Preserve the original meaning. Domain: [medical/legal/financial].
Transcript: "{asr_output}"
  1. Replace the displayed text with the corrected version once the LLM responds (typically 1-2 seconds).
This pattern is especially valuable when:
  • Domain-specific terminology is frequently misrecognized even with vocabulary customization.
  • Accuracy requirements exceed 98%.
  • A 1-2 second correction delay is acceptable for the user experience.

Measuring accuracy

  • WER (Word Error Rate): Measure before and after each optimization. Compare a representative set of audio samples against human-verified transcripts.
  • A/B test: Compare vocabulary customization alone vs. vocabulary customization + dual-track correction.
  • Per-term tracking: Monitor accuracy for each term in your hotword list or context. Some terms may need weight adjustment or additional context.

High-concurrency ASR

When running ASR at scale, use object pooling to manage Recognition instances. This avoids the overhead of creating a new WebSocket connection per request.

Check your understanding
• a. Answer these questions about the ASR accuracy excerpt:
(i) What accuracy requirement makes the correction pattern especially valuable?
(ii) What does WER stand for?
(iii) What overhead does object pooling avoid?
• b. Output the part of the ASR accuracy excerpt starting at "1. Replace the" and ending at "customization + dual-track correction.".

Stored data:
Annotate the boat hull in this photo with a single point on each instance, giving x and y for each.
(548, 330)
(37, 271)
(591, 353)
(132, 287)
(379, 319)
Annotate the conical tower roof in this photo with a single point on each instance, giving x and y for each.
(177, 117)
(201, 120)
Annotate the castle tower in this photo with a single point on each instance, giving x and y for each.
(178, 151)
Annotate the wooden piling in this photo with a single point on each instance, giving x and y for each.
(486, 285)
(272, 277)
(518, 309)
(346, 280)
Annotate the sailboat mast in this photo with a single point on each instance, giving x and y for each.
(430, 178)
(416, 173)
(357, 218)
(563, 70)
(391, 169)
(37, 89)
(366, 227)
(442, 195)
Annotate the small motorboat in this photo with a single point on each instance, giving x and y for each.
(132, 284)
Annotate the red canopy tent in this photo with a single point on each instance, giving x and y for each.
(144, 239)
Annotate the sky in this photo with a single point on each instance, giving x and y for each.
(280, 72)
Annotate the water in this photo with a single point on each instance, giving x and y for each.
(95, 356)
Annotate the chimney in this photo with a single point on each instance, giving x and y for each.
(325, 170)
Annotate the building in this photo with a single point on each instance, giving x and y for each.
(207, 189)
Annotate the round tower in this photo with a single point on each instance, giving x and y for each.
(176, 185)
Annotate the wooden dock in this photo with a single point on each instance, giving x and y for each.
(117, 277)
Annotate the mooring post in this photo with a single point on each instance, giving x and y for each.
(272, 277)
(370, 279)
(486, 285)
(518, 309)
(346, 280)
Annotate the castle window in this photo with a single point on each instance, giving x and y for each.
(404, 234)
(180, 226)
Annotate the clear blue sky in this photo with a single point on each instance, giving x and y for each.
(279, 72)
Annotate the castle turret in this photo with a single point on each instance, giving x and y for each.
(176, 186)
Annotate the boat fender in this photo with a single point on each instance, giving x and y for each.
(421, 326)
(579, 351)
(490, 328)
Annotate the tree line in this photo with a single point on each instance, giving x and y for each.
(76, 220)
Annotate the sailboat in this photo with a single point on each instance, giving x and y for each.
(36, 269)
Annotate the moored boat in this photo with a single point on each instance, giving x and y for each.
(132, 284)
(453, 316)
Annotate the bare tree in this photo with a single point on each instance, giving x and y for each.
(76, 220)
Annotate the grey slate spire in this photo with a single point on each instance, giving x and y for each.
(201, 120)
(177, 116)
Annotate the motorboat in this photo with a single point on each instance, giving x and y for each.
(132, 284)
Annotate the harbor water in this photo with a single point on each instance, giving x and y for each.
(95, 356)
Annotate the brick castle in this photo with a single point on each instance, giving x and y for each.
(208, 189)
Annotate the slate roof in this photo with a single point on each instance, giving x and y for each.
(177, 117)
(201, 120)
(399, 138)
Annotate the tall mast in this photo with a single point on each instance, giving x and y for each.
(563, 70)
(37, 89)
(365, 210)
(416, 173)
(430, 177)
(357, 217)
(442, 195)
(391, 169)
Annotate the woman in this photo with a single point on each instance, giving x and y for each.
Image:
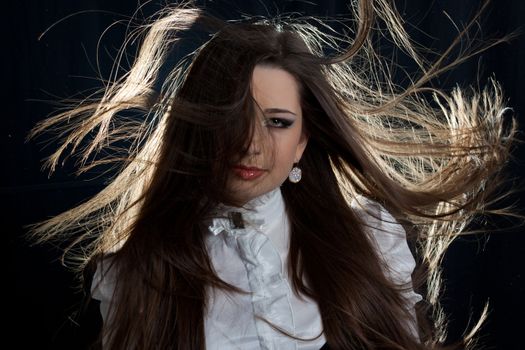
(256, 204)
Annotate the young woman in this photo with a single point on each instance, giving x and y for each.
(264, 197)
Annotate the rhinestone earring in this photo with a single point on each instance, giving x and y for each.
(295, 175)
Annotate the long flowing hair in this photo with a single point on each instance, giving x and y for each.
(431, 158)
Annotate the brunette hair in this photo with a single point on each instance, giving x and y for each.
(431, 161)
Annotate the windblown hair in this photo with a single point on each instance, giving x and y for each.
(431, 158)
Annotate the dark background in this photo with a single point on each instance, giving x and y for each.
(42, 300)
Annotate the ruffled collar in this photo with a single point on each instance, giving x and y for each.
(253, 214)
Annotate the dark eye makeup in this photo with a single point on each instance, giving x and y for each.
(281, 123)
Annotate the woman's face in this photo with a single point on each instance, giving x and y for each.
(278, 141)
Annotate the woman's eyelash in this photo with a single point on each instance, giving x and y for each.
(278, 122)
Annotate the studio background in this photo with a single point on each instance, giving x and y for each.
(42, 299)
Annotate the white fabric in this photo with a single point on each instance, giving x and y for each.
(254, 259)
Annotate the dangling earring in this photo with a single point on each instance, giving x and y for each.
(295, 175)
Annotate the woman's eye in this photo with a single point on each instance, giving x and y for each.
(278, 123)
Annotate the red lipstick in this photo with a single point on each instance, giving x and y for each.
(247, 173)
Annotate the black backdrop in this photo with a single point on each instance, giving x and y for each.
(41, 299)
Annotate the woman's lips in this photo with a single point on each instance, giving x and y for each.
(247, 173)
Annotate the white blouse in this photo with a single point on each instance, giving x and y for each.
(249, 248)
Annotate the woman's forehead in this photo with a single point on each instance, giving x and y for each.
(276, 89)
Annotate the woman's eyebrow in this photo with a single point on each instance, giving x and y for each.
(277, 110)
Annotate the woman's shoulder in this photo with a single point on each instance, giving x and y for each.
(388, 236)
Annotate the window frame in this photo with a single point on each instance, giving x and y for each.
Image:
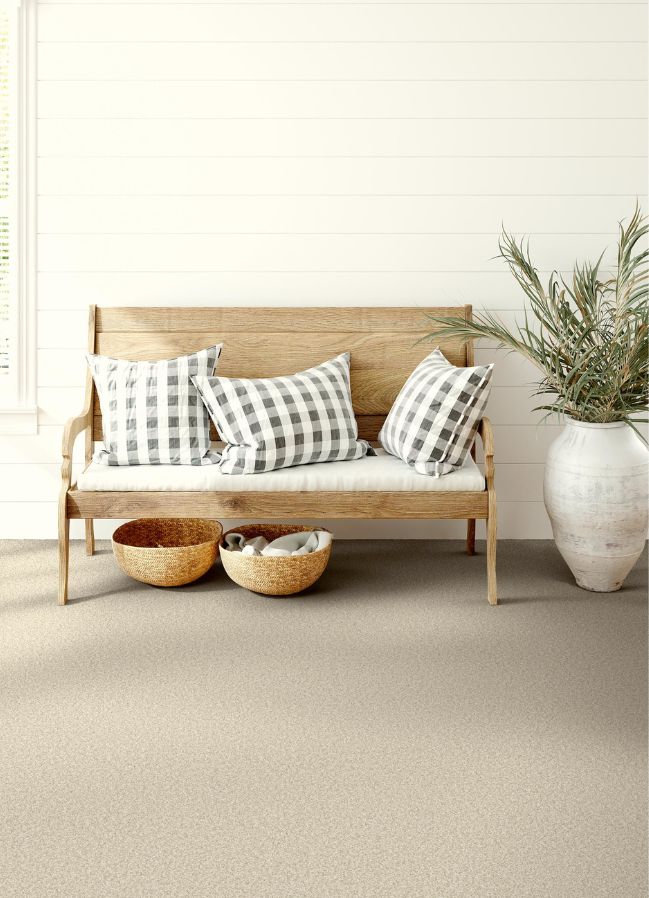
(18, 402)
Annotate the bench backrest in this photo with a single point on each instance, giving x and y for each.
(266, 342)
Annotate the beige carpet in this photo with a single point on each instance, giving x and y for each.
(388, 735)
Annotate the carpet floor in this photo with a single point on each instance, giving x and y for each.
(386, 735)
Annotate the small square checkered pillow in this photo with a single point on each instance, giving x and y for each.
(151, 411)
(279, 422)
(433, 421)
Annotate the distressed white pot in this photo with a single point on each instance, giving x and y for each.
(595, 492)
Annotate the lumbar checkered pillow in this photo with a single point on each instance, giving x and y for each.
(433, 421)
(278, 422)
(151, 411)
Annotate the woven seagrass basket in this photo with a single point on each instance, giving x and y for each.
(273, 575)
(167, 551)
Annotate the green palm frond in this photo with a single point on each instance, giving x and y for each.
(588, 335)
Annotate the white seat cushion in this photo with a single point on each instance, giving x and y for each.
(382, 472)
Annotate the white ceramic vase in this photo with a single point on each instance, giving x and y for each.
(595, 492)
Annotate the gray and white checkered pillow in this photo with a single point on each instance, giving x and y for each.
(151, 411)
(279, 422)
(433, 421)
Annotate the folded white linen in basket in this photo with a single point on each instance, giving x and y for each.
(292, 544)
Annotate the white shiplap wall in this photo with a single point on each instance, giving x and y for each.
(322, 153)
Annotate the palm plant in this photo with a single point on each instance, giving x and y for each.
(590, 339)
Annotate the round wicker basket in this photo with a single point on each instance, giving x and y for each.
(166, 551)
(272, 575)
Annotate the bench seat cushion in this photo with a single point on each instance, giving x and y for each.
(382, 472)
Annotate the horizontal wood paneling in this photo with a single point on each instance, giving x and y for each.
(57, 369)
(507, 405)
(391, 99)
(490, 288)
(523, 520)
(343, 22)
(326, 215)
(338, 137)
(457, 176)
(513, 443)
(347, 62)
(37, 482)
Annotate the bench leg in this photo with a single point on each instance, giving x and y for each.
(90, 537)
(64, 556)
(492, 594)
(470, 536)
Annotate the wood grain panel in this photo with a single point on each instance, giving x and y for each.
(327, 215)
(379, 505)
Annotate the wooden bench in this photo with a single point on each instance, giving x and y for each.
(266, 342)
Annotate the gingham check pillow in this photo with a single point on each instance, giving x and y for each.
(433, 421)
(151, 411)
(278, 422)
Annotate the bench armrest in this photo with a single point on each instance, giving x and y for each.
(487, 436)
(74, 426)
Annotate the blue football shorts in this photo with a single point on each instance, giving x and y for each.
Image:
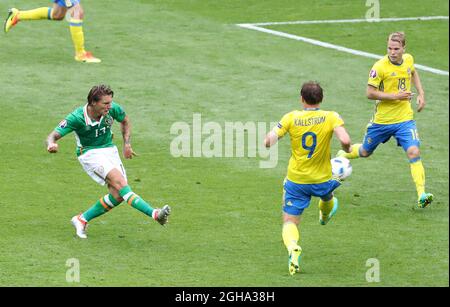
(405, 133)
(297, 197)
(66, 3)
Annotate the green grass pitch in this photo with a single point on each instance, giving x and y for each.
(169, 59)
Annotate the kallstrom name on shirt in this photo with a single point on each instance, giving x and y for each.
(309, 121)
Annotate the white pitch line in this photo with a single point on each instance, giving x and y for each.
(305, 22)
(335, 47)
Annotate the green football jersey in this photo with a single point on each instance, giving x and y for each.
(91, 134)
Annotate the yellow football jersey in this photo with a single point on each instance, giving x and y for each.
(392, 78)
(310, 131)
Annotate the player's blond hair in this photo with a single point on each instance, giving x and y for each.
(398, 37)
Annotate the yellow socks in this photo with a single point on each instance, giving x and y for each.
(290, 234)
(76, 30)
(418, 174)
(354, 153)
(36, 14)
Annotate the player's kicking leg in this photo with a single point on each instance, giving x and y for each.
(117, 181)
(327, 209)
(76, 31)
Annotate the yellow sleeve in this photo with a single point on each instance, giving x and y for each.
(283, 125)
(375, 76)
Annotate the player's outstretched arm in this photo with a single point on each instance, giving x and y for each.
(52, 146)
(125, 127)
(343, 137)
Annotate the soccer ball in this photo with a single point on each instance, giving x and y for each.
(341, 168)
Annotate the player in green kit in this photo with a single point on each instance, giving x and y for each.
(309, 170)
(99, 156)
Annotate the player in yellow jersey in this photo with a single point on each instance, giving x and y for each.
(390, 85)
(57, 12)
(309, 170)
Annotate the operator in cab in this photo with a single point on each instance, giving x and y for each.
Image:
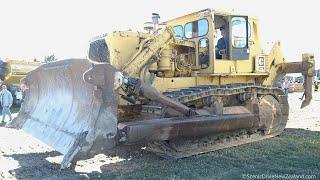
(222, 45)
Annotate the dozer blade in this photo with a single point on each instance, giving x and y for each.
(74, 117)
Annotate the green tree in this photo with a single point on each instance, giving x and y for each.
(50, 58)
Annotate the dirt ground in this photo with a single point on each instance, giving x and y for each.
(295, 153)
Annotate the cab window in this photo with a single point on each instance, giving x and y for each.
(178, 32)
(196, 28)
(239, 32)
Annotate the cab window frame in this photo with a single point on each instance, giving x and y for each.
(247, 32)
(192, 37)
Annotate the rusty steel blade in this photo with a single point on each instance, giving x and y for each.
(66, 112)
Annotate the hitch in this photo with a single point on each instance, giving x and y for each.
(307, 69)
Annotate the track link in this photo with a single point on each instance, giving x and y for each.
(180, 148)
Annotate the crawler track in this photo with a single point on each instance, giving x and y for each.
(273, 114)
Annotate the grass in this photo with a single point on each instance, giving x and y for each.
(296, 151)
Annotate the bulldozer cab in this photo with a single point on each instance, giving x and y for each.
(222, 41)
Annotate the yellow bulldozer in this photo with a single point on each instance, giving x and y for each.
(11, 72)
(186, 86)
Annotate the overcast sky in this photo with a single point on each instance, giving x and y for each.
(37, 28)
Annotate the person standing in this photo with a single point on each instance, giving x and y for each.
(285, 86)
(6, 102)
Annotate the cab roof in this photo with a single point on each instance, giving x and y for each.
(209, 11)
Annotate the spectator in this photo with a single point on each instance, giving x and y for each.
(6, 102)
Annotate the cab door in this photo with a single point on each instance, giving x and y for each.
(239, 44)
(239, 38)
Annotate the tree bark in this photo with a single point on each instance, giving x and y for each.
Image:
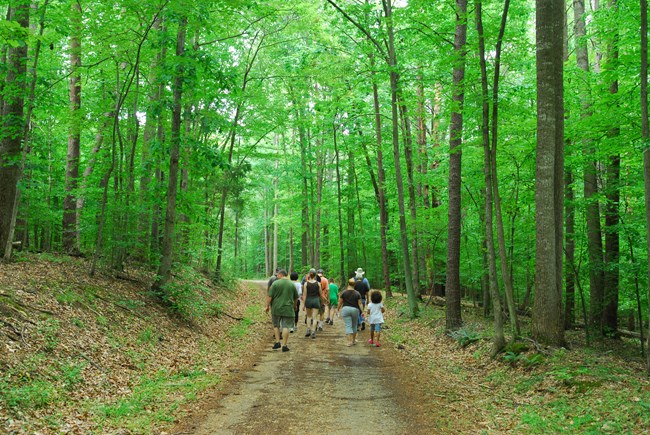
(452, 285)
(11, 133)
(70, 225)
(547, 321)
(498, 341)
(394, 87)
(645, 135)
(612, 217)
(594, 233)
(381, 192)
(164, 270)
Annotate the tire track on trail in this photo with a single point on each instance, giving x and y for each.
(319, 386)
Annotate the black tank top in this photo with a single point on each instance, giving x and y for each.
(313, 290)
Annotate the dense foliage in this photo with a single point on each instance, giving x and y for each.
(277, 123)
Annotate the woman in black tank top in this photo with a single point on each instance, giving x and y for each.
(311, 303)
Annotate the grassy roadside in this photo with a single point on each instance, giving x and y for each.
(525, 389)
(98, 355)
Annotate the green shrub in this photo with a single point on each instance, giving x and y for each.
(31, 395)
(465, 337)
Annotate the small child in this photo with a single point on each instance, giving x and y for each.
(376, 312)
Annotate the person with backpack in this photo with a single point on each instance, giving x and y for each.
(350, 307)
(325, 298)
(281, 301)
(334, 300)
(311, 301)
(362, 286)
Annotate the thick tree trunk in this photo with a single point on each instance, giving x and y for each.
(70, 225)
(11, 133)
(167, 251)
(547, 322)
(452, 285)
(569, 239)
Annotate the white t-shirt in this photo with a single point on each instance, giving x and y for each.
(298, 287)
(376, 316)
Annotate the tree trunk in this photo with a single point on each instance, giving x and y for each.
(164, 270)
(645, 135)
(569, 239)
(503, 257)
(612, 218)
(452, 285)
(499, 341)
(381, 192)
(11, 134)
(547, 321)
(304, 245)
(70, 225)
(339, 208)
(594, 233)
(394, 87)
(408, 157)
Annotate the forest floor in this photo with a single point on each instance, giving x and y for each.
(100, 355)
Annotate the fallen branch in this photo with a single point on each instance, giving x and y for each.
(92, 363)
(232, 317)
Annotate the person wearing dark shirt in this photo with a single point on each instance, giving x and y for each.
(350, 307)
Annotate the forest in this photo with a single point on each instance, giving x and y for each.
(485, 152)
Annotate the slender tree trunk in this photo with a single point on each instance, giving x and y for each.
(352, 246)
(305, 191)
(612, 217)
(340, 207)
(11, 132)
(381, 192)
(70, 224)
(164, 270)
(452, 285)
(408, 157)
(645, 134)
(276, 216)
(499, 341)
(503, 257)
(394, 87)
(547, 321)
(320, 172)
(594, 233)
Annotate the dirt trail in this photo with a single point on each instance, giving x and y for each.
(319, 386)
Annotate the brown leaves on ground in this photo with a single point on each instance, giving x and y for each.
(83, 339)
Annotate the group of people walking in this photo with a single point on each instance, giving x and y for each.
(322, 301)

Answers to the tasks
• a.
(i) Accuracy requirements that exceed 98%.
(ii) Word Error Rate.
(iii) The overhead of creating a new WebSocket connection per request.

• b.
1. Replace the displayed text with the corrected version once the LLM responds (typically 1-2 seconds).
This pattern is especially valuable when:
  • Domain-specific terminology is frequently misrecognized even with vocabulary customization.
  • Accuracy requirements exceed 98%.
  • A 1-2 second correction delay is acceptable for the user experience.

Measuring accuracy

  • WER (Word Error Rate): Measure before and after each optimization. Compare a representative set of audio samples against human-verified transcripts.
  • A/B test: Compare vocabulary customization alone vs. vocabulary customization + dual-track correction.